◆ Given problem 1:
Print everything from "I will be the" down to "in it for me?" in the column on name-dropping in comics, copied word for word.

◆ Text provided:
-- Begin --
It’s another wonderful Tuesday! Autumn is here, the leaves have been turning, the weather is getting cooler, and people are starting to hunker down, preparing for the cold weather to come. However, I’m always warmed from the inside out, and that’s because you always show up. Thanks!

This week, we’re still talking about becoming a better creator. This week, I wanna talk about Who You Know, and where it can get you. Let’s get into the Bolts & Nuts of that, shall we?

I will be the first one to tell you, having someone on the inside of comics is a great thing. They can make introductions for you, they can promote your work, they can help you to get work.

I will also be the first one to tell you that I hate name-droppers. (Hate? Isn’t that a strong word?) [Darn tootin’ it is! Okay, fine. I don’t hate. Despise. I despise name-droppers. Better?] (I…I guess…) Telling me “who you know” doesn’t impress me. Not if you don’t do something with it. If you know Peter McEditor at Marble Comics, and you’re telling me about it, I want to know a few things: first, why are you telling me? second, why aren’t you doing any work for Marble? third, what’s in it for me?
-- End --
◆ Stored data:
-- Begin --
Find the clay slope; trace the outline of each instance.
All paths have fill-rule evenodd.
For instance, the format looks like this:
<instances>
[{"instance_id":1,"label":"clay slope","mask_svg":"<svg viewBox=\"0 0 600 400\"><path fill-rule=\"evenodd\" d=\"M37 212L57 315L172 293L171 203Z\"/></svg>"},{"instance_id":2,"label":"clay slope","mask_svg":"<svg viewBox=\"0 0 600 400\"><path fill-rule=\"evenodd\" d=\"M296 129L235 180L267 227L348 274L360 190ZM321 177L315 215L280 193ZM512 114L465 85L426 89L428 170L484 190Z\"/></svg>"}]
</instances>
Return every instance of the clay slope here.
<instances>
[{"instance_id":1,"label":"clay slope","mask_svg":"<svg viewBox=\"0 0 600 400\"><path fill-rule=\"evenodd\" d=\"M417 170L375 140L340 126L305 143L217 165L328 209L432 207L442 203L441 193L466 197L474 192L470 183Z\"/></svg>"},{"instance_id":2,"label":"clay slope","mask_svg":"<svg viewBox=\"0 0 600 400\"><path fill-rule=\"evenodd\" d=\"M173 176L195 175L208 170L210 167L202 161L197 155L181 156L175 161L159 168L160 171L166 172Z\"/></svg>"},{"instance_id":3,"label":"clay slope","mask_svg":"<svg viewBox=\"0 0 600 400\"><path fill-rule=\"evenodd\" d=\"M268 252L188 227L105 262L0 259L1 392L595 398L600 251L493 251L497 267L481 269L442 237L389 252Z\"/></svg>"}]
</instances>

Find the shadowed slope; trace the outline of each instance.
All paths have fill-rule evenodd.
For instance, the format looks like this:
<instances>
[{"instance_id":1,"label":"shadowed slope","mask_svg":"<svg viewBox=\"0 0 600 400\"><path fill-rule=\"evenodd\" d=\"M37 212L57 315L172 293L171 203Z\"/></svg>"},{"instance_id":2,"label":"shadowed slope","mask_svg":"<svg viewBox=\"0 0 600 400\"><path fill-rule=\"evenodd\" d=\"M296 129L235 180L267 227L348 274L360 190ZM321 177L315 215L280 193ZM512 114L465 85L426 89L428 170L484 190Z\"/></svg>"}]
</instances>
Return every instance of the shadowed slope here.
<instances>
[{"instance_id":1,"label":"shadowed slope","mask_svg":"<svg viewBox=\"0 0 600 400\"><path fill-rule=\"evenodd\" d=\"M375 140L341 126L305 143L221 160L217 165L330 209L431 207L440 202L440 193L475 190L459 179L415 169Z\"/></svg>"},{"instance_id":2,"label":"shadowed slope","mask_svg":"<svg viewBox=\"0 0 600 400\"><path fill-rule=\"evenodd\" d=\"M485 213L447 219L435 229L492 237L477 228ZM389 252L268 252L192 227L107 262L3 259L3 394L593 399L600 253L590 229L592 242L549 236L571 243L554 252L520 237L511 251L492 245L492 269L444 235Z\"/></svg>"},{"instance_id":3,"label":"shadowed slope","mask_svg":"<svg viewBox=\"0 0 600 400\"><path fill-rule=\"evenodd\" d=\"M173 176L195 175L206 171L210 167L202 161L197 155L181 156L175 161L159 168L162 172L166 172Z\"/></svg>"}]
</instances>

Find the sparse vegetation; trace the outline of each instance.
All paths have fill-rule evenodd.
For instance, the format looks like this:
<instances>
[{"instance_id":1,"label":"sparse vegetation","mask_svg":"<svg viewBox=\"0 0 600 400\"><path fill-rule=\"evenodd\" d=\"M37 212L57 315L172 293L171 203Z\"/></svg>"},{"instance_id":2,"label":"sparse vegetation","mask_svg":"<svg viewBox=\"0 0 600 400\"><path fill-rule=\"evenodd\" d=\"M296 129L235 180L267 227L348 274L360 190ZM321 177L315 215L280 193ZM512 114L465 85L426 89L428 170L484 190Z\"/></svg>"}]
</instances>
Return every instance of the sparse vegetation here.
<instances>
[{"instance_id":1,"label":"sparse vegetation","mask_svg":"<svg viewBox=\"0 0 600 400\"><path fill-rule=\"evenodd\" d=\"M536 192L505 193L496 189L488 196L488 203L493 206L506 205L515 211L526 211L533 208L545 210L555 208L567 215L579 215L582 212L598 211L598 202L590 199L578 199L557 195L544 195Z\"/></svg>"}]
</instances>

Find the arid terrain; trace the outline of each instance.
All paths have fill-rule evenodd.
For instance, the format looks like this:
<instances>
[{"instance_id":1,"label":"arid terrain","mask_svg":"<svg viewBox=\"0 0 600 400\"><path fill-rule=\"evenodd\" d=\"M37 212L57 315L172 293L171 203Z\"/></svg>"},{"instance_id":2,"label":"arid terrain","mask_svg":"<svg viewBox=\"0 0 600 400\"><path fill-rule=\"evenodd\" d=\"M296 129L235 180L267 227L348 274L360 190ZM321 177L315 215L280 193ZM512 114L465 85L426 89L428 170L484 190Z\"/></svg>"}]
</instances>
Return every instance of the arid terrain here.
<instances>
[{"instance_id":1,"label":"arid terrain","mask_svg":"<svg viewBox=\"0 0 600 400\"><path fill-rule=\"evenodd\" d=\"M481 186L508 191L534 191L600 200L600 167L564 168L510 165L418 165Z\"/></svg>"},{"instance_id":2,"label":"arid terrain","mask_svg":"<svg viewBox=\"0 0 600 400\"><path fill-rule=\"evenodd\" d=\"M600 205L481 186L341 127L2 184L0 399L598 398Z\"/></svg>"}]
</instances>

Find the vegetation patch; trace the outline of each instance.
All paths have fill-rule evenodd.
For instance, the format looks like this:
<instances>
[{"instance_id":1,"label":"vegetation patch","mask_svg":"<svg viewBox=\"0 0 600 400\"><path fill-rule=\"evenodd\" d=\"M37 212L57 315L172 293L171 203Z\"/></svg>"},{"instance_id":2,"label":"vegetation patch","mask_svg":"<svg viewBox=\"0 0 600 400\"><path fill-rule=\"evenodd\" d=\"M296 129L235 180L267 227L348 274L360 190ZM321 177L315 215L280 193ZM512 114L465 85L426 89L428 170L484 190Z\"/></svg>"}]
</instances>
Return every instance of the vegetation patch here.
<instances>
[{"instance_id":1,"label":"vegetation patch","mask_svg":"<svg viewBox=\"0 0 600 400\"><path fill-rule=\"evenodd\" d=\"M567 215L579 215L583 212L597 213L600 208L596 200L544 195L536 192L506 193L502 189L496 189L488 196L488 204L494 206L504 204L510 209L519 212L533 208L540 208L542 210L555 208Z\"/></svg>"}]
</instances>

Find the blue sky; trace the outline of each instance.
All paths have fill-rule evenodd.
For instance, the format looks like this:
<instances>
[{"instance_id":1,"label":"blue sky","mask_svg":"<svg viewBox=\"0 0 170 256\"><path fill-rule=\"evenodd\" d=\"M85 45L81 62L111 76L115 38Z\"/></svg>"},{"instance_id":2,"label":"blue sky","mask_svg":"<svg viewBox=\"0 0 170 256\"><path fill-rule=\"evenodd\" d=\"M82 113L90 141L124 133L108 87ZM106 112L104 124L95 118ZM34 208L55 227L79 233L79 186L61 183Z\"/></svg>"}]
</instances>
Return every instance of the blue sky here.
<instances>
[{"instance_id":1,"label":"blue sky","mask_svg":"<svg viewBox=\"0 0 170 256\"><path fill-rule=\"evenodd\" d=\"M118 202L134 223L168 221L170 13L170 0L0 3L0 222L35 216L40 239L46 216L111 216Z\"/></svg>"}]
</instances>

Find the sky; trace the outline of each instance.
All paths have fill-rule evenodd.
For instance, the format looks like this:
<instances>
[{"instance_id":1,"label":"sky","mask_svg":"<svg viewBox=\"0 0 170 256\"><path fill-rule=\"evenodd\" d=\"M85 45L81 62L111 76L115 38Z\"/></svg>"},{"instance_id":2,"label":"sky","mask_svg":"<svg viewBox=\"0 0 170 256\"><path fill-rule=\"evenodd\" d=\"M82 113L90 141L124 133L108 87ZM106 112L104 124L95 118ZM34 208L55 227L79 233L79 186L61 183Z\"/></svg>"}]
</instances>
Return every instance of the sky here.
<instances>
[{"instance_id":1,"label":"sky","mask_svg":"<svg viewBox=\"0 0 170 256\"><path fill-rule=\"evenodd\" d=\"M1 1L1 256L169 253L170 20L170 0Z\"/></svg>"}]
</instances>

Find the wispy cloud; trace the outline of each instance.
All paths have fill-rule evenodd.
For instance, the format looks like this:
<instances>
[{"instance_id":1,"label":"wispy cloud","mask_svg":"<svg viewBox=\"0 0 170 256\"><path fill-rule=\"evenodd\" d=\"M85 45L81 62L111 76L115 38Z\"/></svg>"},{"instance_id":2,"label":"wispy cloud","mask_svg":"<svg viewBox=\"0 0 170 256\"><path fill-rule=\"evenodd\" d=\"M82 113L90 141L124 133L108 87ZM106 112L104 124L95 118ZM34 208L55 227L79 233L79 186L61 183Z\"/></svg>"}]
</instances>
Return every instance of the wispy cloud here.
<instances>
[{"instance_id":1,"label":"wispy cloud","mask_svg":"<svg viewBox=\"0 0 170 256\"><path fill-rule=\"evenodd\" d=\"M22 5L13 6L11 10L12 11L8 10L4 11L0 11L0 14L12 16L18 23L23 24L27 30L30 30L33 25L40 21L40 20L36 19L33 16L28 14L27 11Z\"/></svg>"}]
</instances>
-- End --
-- Begin --
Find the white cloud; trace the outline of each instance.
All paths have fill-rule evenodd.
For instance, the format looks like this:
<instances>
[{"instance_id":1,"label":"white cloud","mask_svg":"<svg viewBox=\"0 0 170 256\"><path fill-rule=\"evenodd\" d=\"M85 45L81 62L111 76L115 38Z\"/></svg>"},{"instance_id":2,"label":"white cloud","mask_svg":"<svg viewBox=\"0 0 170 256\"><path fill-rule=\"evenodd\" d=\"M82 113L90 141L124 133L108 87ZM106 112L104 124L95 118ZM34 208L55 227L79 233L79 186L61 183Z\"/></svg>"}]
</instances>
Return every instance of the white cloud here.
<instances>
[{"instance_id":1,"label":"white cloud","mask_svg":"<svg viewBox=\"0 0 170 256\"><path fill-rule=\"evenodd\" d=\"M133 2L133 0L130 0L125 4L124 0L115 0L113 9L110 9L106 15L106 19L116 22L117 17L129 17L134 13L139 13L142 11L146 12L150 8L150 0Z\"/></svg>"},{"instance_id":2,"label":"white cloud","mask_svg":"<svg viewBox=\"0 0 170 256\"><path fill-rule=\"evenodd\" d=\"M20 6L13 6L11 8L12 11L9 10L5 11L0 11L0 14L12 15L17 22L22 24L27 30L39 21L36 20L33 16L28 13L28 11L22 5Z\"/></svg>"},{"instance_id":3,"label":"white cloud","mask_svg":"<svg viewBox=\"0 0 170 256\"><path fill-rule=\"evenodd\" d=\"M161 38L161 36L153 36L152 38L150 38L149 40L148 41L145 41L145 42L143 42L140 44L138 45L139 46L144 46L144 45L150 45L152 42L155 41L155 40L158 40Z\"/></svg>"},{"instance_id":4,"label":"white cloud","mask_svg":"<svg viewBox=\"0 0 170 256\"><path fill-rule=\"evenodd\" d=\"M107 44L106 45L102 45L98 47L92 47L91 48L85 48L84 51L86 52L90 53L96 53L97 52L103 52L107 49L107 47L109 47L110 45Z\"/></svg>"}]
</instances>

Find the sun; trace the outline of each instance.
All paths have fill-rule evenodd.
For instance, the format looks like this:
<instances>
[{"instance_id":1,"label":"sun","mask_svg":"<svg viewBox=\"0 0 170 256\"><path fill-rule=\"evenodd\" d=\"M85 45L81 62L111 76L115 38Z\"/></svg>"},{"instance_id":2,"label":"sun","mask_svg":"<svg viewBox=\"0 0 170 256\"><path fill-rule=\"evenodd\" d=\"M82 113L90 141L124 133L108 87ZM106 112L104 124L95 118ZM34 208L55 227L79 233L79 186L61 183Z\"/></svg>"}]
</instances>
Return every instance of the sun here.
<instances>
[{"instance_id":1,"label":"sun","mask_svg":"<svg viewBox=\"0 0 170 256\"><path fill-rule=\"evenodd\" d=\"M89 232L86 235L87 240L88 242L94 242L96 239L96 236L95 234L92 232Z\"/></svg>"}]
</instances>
-- End --
-- Begin --
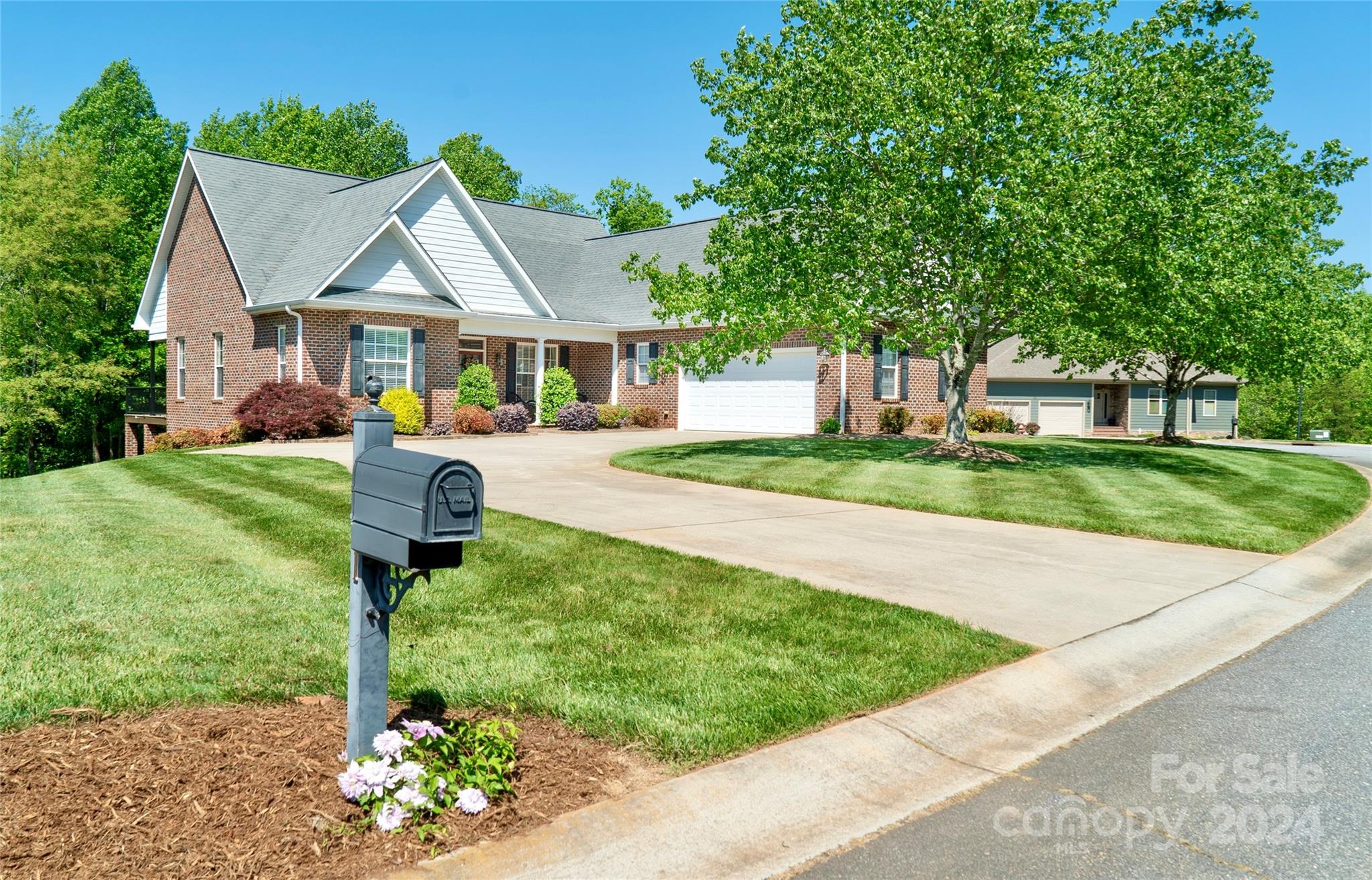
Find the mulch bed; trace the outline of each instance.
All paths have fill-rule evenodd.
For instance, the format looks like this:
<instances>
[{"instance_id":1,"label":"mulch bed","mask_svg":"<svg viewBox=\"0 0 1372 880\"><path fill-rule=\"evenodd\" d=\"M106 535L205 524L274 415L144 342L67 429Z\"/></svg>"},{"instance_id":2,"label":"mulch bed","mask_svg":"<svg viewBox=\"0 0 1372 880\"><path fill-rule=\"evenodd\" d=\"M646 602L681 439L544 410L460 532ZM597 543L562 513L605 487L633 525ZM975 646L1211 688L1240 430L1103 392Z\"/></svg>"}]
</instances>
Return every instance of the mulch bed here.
-- End --
◆ Given problem 2:
In the listing, take everything from the line containing "Find the mulch" down to the line containing "Return every instance of the mulch bed here." and switch "mulch bed" to "bark bed" throughout. Return only those lines, with nothing else altered.

◆ Expected output 1:
I will be the first one to tell you, having someone on the inside of comics is a great thing. They can make introductions for you, they can promote your work, they can help you to get work.

I will also be the first one to tell you that I hate name-droppers. (Hate? Isn’t that a strong word?) [Darn tootin’ it is! Okay, fine. I don’t hate. Despise. I despise name-droppers. Better?] (I…I guess…) Telling me “who you know” doesn’t impress me. Not if you don’t do something with it. If you know Peter McEditor at Marble Comics, and you’re telling me about it, I want to know a few things: first, why are you telling me? second, why aren’t you doing any work for Marble? third, what’s in it for me?

◆ Expected output 2:
Find the bark bed; trace the outline of each instance.
All paths have fill-rule evenodd.
For instance, the format looks like this:
<instances>
[{"instance_id":1,"label":"bark bed","mask_svg":"<svg viewBox=\"0 0 1372 880\"><path fill-rule=\"evenodd\" d=\"M106 535L205 524L274 415L144 342L67 429Z\"/></svg>"},{"instance_id":2,"label":"bark bed","mask_svg":"<svg viewBox=\"0 0 1372 880\"><path fill-rule=\"evenodd\" d=\"M646 602L681 439L544 410L460 532ZM597 543L562 513L605 487L633 525ZM975 646L1211 688L1240 430L1103 392Z\"/></svg>"}]
</instances>
Return every instance of the bark bed here.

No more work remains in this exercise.